> **DOCUMENT EXTRACT**:
----------------

There’s intent for that

Last week was an interesting week in the world of technology and gadgets. Google’s Android 5.1 started rolling out, bringing fixes and some new features to the popular mobile os. Google calendar is finally available as a native app on the iPhone. And Apple gave us a spring forward event to begin the season… While the event was ostensibly to give more details about the Watch, but they pulled out a surprising one more thing in the form of the new Macbook.

The two products are a technical marvel and are a testament to the engineering and design prowess that have made Apple’s devices some of the best in the world. A laptop that is so thin and — if the display is anything like the display in my retina MacBook Pro – has one of the finest displays out there for a consumer grade device. Or a smart watch which may not have been the first in its category, but with its concepts will likely reinvent the category.

Take a step back from all thats shiny in these new devices however; look under the sapphire glass screens and the aluminium unibodies, there are changes, subtle and not so subtle. Changes in how you use devices and how they work. And that… that is what is really exciting.

The always on, always connected nature of todays’ devices makes everything accessible everywhere and anytime, dramatically changing our relationships with the world and with the devices themselves. A few years ago it was all about the apps. Year on year apps became personal, social and relevant. And relevance is key. Relevance defines how an app is used and how long a user keeps using it. The challenge of relevance is met by the science of understanding intent.

There was a time when customers depended on upgrading the raw processing power of their machines to reduce the time taken to complete their work; working hard; now they dependent on their components being smarter.

----------------

> **DATA**:
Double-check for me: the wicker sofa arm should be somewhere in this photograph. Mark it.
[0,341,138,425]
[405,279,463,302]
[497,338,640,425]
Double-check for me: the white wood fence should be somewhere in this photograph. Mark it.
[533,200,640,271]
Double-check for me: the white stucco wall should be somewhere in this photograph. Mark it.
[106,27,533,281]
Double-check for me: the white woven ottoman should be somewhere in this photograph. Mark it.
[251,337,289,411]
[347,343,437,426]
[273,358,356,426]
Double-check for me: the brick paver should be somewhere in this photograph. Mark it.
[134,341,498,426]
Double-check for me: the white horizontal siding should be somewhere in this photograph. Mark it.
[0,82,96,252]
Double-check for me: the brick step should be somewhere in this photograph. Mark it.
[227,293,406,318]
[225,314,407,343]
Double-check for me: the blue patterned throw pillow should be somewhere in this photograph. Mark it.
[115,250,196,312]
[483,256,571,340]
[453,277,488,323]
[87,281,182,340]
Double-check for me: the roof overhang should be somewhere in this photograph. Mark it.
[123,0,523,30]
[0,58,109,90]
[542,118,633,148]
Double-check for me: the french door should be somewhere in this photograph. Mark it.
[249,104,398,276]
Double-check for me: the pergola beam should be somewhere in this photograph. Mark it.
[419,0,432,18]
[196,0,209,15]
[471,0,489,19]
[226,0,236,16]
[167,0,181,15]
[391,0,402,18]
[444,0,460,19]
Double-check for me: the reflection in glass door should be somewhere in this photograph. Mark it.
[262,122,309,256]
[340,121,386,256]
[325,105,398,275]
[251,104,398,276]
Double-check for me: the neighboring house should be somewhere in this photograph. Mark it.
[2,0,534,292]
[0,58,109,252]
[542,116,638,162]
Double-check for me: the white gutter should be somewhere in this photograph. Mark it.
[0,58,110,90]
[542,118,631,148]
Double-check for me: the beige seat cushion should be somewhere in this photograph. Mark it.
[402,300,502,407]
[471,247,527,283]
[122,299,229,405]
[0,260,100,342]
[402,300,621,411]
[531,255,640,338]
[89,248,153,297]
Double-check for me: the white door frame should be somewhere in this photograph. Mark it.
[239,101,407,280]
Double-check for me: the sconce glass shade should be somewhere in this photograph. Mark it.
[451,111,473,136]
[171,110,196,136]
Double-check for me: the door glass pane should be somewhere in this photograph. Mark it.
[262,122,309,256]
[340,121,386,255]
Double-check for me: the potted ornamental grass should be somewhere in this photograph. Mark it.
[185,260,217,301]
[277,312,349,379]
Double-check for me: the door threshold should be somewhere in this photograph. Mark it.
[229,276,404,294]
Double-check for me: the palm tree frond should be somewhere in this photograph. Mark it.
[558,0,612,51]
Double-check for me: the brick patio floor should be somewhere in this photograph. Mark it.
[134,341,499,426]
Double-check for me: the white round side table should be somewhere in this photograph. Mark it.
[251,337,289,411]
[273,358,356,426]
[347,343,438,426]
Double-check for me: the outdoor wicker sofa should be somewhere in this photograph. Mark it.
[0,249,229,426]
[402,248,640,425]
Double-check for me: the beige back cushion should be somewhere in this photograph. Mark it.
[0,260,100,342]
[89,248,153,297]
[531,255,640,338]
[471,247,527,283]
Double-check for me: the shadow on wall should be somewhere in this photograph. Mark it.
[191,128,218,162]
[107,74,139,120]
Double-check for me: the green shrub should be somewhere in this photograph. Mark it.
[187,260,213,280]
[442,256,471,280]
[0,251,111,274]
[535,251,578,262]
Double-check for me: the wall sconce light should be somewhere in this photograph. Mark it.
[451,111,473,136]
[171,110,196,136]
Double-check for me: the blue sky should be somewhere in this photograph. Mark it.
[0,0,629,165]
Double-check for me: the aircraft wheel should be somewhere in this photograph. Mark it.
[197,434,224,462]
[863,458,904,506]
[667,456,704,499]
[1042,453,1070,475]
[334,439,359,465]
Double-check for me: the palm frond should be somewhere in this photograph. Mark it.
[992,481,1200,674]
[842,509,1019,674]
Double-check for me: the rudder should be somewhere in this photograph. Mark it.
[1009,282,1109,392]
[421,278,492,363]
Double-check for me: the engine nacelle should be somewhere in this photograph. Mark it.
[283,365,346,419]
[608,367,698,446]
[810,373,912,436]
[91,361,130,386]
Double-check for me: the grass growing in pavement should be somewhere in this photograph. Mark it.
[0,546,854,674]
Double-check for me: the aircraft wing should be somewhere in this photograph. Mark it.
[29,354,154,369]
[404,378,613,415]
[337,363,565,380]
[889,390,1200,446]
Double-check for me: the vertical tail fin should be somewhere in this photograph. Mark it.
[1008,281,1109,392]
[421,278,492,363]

----------------

> **CHALLENGE A**: In the technology commentary, what product did Apple reveal as its surprising "one more thing" at the spring event?
> **CHALLENGE B**: From the technology commentary, extract the passage that begins with the words "The always on, always" and ends after the words "of understanding intent.".
The rows have no connection to the technology commentary.

> **FINAL RESULT A**: The new MacBook.

> **FINAL RESULT B**:
The always on, always connected nature of todays’ devices makes everything accessible everywhere and anytime, dramatically changing our relationships with the world and with the devices themselves. A few years ago it was all about the apps. Year on year apps became personal, social and relevant. And relevance is key. Relevance defines how an app is used and how long a user keeps using it. The challenge of relevance is met by the science of understanding intent.